• TEXT SEGMENT
======

1

We are trying to match the German string.

Munich tausendschöne Jungfräulein ausendschçne

We are able to match it with a PCRE regex which uses positive lookahead and a sequence of multiple UTF-8 codepoints.

For example, (?=.+(\x{0068}\x{00F6})){1}.

However, when we add any of the UTF-8 literals, ö, ä, ç into the PCRE regex, pcre_compile() complains about invalid UTF-8 regex string.

using a C/C++ PCRE regex with PCRE_UTF8, PCRE_UCP, PCRE_CASELESS options activated which uses the UTF-8 literals, ö, ä, ç, What might be a valid PCRE regex which uses the UTF-8 literals ö or ä or ç?

paercebal
  • 81,378
  • 38
  • 130
  • 159
Frank
  • 1,406
  • 2
  • 16
  • 42
  • The biggest problem to start with is that the string is not German at all, it doesn't even look German. "Munich" is "München", "tausend" and "schöne" are probably meant to be two words, there's no verb, nobody used the word "Jungfräulein" since approximately the 17th (which is singular, as opposed to tausend, but otherwise correct), and I have never seen a word even _remotely_ similiar to "ausendschçne". C-cedil is not used in German, it does not make any sense matching for it. Bevore trying to write a parser for a sample, one should have a sample that matches. – Damon Jun 30 '12 at 10:06
  • Damon, You make some good points. I will try to find a sample of a legitimate German phrase. However, as Giuseppe D'Angelo points out in answer below,the execution charset of our compiler is not yet set to properly output UTF-8 sequences. THank you. – Frank Jun 30 '12 at 12:22

1 Answers1

0

The PCRE developer Giuseppe D'Angelo answered our question on the pcre mailing list:

It is possible, but you must ensure that the execution charset of your compiler is set to properly output UTF-8 sequences. Is it the case? Try getting an hex dump of the string literal you're passing to pcre_compile (eventually, try looking at the assembler output).

ThiefMaster
  • 310,957
  • 84
  • 592
  • 636
Frank
  • 1,406
  • 2
  • 16
  • 42

======

[Saved entries]
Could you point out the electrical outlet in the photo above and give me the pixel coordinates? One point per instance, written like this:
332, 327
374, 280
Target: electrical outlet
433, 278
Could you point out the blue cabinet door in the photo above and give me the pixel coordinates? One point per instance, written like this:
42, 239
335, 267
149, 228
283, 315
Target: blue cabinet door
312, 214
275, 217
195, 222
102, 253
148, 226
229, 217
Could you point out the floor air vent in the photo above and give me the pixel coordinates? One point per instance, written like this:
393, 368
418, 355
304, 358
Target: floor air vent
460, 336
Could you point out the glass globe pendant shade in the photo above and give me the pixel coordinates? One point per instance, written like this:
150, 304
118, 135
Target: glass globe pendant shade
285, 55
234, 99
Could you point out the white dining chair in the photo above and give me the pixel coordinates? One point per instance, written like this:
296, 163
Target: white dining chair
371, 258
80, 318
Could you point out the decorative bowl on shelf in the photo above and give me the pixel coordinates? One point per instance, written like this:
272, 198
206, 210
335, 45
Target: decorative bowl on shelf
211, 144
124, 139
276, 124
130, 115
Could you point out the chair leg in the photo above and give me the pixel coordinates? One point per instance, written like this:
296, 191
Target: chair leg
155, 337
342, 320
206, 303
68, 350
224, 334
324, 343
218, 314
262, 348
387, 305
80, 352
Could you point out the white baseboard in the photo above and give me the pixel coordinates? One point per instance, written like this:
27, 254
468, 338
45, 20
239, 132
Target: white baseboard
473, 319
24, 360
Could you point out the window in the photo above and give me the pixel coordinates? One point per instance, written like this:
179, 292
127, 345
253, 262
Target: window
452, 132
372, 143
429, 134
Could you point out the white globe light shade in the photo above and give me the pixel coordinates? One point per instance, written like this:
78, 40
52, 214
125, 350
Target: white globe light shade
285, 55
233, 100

======

• YOUR OBJECTIVE
In the thread about the PCRE regex, what does the PCRE developer say must be ensured about the compiler for the UTF-8 literals to work? The items have no connection to the thread.

• TASK RESPONSE
The execution charset of the compiler must be set to properly output UTF-8 sequences.